* **EXCERPTED DATA**:
■ ■ ■
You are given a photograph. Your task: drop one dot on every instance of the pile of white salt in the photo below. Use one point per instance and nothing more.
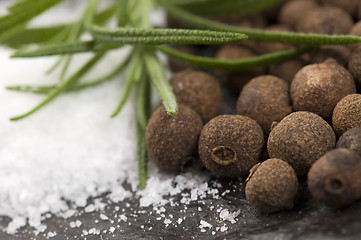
(71, 150)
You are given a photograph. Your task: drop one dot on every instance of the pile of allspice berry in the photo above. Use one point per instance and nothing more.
(301, 117)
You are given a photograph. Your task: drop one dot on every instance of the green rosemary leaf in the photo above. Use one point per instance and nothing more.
(105, 15)
(32, 89)
(73, 88)
(65, 48)
(160, 81)
(234, 65)
(67, 60)
(142, 157)
(25, 5)
(148, 36)
(262, 35)
(134, 75)
(12, 20)
(71, 80)
(143, 114)
(184, 2)
(33, 35)
(227, 8)
(122, 13)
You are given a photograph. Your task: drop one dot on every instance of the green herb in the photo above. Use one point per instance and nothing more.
(143, 65)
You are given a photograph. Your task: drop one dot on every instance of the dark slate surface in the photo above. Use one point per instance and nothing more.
(308, 220)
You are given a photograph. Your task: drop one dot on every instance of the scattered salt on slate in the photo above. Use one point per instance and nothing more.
(71, 151)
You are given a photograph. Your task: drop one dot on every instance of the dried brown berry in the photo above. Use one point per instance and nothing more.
(334, 179)
(318, 88)
(300, 139)
(325, 20)
(292, 11)
(347, 114)
(272, 186)
(230, 145)
(172, 140)
(265, 99)
(199, 91)
(351, 139)
(236, 80)
(354, 65)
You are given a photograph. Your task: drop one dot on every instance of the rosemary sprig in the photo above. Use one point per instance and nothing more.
(159, 79)
(20, 13)
(143, 66)
(234, 65)
(213, 8)
(71, 80)
(75, 87)
(148, 36)
(261, 35)
(142, 114)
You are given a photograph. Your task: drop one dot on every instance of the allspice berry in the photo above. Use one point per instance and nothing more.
(199, 91)
(172, 139)
(325, 20)
(318, 88)
(229, 145)
(351, 139)
(265, 99)
(300, 139)
(347, 114)
(334, 179)
(272, 186)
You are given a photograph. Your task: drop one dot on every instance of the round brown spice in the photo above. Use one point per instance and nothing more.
(335, 178)
(325, 20)
(300, 139)
(351, 139)
(318, 88)
(199, 91)
(230, 145)
(347, 114)
(272, 186)
(265, 99)
(172, 139)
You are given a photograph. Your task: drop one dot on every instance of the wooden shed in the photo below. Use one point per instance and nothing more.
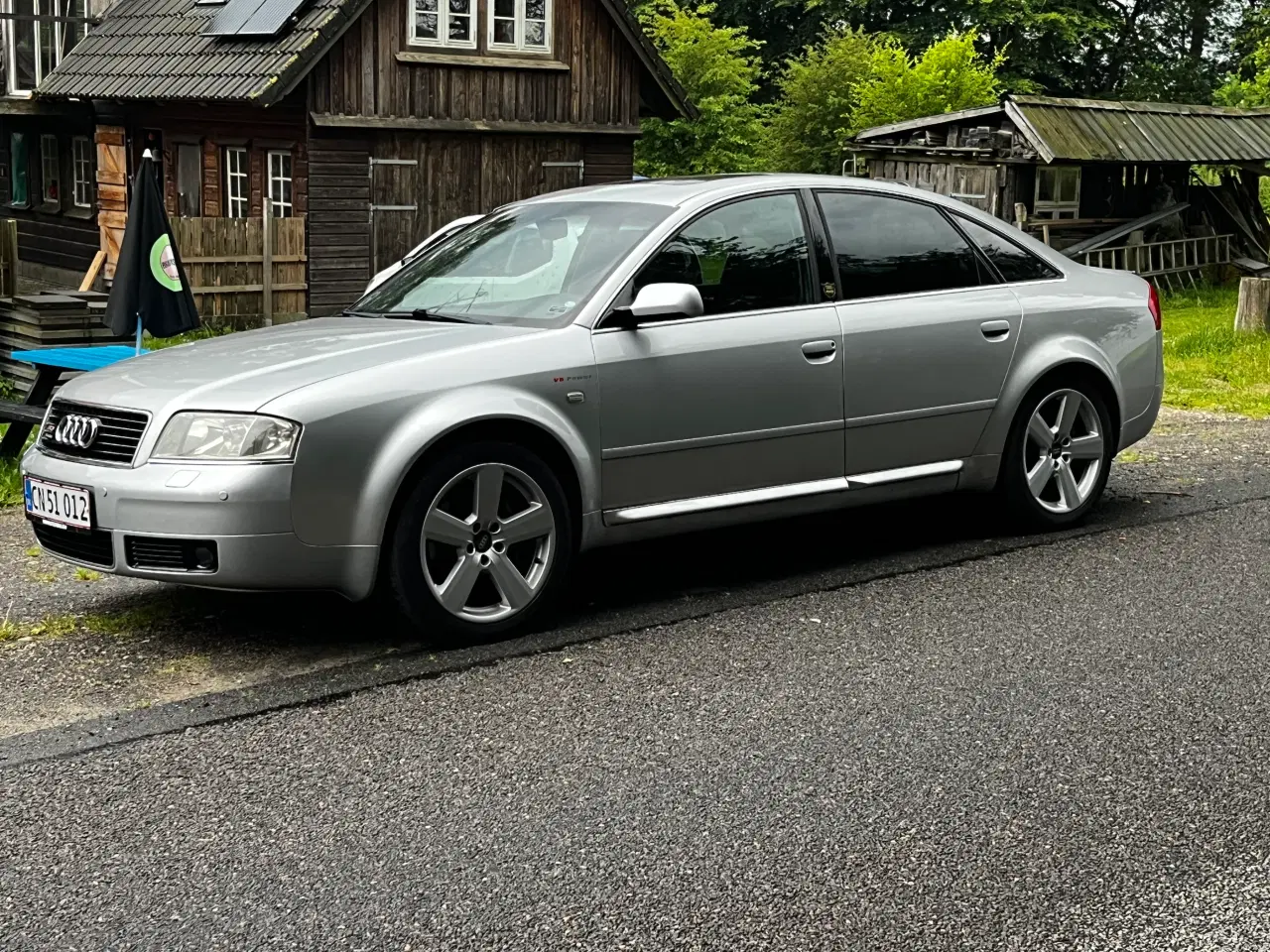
(372, 122)
(1159, 188)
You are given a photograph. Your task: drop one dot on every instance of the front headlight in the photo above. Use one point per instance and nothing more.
(246, 436)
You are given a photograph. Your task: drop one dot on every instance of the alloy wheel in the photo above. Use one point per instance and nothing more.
(1064, 451)
(488, 540)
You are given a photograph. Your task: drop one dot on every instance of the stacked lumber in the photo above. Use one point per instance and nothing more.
(49, 318)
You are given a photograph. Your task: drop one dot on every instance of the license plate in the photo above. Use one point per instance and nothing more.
(58, 504)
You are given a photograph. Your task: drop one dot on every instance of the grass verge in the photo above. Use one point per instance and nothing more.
(1206, 365)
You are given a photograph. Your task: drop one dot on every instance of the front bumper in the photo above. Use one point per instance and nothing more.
(245, 509)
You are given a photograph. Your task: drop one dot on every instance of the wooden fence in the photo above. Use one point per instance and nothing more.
(238, 277)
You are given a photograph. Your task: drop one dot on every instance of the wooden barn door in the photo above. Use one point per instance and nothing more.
(339, 235)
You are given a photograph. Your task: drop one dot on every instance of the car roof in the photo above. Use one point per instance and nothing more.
(690, 189)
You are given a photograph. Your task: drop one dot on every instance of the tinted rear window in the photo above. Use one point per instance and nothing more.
(893, 246)
(1012, 262)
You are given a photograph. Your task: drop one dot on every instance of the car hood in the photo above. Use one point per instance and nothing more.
(248, 370)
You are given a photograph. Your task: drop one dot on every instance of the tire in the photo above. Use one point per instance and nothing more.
(470, 581)
(1084, 457)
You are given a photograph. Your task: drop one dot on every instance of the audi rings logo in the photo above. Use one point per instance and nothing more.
(76, 430)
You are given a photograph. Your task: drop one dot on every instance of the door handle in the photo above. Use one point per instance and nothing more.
(994, 330)
(820, 350)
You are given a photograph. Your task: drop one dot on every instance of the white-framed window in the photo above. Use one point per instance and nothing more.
(33, 48)
(1058, 191)
(443, 23)
(50, 171)
(520, 24)
(280, 184)
(81, 172)
(235, 181)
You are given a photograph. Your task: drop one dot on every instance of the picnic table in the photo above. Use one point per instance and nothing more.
(51, 363)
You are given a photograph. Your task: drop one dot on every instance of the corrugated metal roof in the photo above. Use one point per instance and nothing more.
(1093, 130)
(146, 50)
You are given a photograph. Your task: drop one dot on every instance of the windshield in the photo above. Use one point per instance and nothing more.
(532, 266)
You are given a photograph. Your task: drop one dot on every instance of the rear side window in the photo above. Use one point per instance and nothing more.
(1012, 262)
(892, 246)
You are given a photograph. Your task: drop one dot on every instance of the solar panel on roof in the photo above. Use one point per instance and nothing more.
(231, 18)
(271, 17)
(253, 18)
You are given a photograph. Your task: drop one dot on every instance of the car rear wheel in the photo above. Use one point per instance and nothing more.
(1058, 454)
(483, 543)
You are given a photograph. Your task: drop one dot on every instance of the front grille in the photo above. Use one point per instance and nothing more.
(93, 546)
(117, 438)
(173, 555)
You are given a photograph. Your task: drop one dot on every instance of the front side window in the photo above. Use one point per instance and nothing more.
(531, 266)
(50, 175)
(18, 193)
(81, 172)
(1058, 191)
(1012, 262)
(280, 184)
(520, 24)
(893, 246)
(235, 182)
(35, 48)
(443, 23)
(749, 255)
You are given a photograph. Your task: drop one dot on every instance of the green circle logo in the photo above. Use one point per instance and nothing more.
(163, 263)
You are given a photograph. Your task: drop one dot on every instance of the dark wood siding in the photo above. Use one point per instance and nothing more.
(339, 234)
(362, 75)
(213, 127)
(607, 159)
(58, 234)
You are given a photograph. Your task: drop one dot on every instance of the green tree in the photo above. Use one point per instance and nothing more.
(812, 118)
(949, 75)
(719, 68)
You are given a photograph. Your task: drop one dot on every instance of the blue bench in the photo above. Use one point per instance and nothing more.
(50, 365)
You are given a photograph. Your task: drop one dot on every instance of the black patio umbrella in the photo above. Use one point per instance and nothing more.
(150, 289)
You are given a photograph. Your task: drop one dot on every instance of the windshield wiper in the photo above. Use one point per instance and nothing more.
(423, 313)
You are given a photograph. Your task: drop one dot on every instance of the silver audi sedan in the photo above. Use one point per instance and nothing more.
(604, 365)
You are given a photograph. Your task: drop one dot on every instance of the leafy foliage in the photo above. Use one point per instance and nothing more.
(949, 75)
(719, 68)
(852, 80)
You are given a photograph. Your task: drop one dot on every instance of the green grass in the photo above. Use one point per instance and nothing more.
(1206, 365)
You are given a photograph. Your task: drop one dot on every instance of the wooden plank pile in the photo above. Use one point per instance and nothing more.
(49, 318)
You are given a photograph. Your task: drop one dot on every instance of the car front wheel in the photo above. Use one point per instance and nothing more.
(483, 543)
(1058, 454)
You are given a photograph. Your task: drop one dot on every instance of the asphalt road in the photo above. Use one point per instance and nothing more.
(973, 743)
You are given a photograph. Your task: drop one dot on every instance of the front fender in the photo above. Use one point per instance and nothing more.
(343, 497)
(1039, 359)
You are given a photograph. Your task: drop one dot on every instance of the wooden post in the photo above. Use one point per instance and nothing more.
(267, 254)
(1254, 304)
(9, 257)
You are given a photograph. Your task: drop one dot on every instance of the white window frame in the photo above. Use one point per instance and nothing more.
(81, 171)
(49, 150)
(281, 208)
(51, 8)
(520, 45)
(1053, 209)
(238, 198)
(443, 37)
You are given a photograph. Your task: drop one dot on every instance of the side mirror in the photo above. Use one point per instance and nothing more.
(659, 301)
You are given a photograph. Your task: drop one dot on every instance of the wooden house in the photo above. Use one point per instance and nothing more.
(372, 121)
(1157, 188)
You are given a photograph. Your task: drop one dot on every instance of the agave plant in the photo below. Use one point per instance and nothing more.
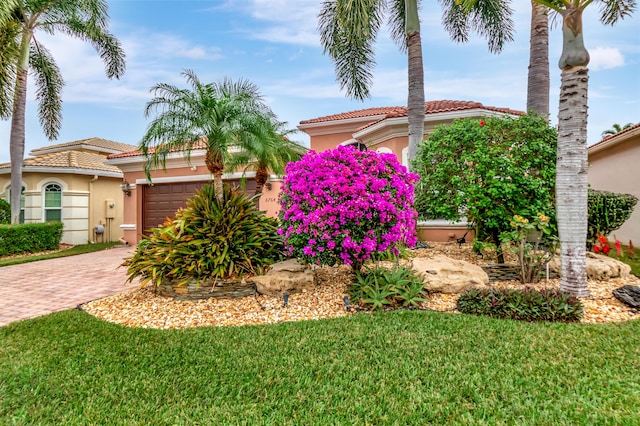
(209, 239)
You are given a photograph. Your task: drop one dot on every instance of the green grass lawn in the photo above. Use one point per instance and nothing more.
(403, 367)
(72, 251)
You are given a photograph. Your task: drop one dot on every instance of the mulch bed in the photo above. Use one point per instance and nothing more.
(144, 308)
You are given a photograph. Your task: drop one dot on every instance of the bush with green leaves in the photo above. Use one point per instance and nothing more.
(209, 239)
(380, 287)
(487, 170)
(30, 237)
(526, 304)
(608, 211)
(5, 212)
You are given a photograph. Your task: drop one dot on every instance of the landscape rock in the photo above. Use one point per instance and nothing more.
(599, 267)
(629, 294)
(445, 275)
(288, 277)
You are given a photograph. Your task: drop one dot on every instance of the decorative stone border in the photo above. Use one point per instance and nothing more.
(194, 290)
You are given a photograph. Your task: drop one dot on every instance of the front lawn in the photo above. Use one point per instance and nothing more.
(402, 367)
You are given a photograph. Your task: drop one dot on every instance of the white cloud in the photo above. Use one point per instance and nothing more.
(605, 58)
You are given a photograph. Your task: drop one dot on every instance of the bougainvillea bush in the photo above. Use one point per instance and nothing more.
(343, 205)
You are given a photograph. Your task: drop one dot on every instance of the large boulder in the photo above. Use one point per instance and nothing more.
(599, 267)
(288, 277)
(445, 275)
(629, 294)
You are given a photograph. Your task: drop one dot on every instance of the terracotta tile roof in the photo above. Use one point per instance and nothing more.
(621, 132)
(430, 107)
(69, 160)
(102, 145)
(137, 152)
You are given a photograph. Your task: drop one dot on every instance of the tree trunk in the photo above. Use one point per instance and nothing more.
(17, 137)
(415, 102)
(571, 180)
(538, 77)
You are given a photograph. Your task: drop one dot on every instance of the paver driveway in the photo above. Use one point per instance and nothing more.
(38, 288)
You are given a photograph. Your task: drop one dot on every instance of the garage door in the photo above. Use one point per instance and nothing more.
(162, 200)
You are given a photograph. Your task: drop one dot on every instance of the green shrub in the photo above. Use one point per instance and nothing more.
(607, 212)
(5, 212)
(208, 239)
(527, 304)
(29, 237)
(379, 287)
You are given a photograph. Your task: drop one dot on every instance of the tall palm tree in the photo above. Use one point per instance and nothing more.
(83, 19)
(538, 80)
(268, 153)
(348, 31)
(571, 168)
(616, 128)
(217, 116)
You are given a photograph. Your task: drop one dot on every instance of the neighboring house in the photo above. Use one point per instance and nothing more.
(613, 166)
(70, 182)
(147, 204)
(385, 129)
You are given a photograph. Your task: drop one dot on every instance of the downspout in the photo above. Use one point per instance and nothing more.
(89, 222)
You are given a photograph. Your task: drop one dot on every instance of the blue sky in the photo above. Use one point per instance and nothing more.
(274, 44)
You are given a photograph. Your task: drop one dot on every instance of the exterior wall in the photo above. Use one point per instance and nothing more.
(615, 169)
(84, 201)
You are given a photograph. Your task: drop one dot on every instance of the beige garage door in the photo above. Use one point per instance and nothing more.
(162, 200)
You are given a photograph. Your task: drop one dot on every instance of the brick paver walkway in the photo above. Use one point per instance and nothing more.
■ ■ ■
* **WHAT IS REQUIRED**:
Copy out the lines beginning at the one that contains "the blue sky". Stop at the final line of the data, and include it.

* **SOLUTION TO THE PROBLEM**:
You are given a photograph. Your task: drop one dot on every instance of the blue sky in the photo above. Use one point per instance and nothing more.
(274, 44)
You are given a photograph. Your task: drop one dot on every instance of the exterior wall in the photo above. Use one point per instance and nothing more.
(615, 169)
(84, 201)
You are given a photograph. Your task: drop one dot on every instance of the beige garage door in the photo above. Use one point per instance and nothing more.
(162, 200)
You are given a photograph. Your task: drop one dot on every instance of the brick paver walkway in the photo above. Use one point per instance and nothing more.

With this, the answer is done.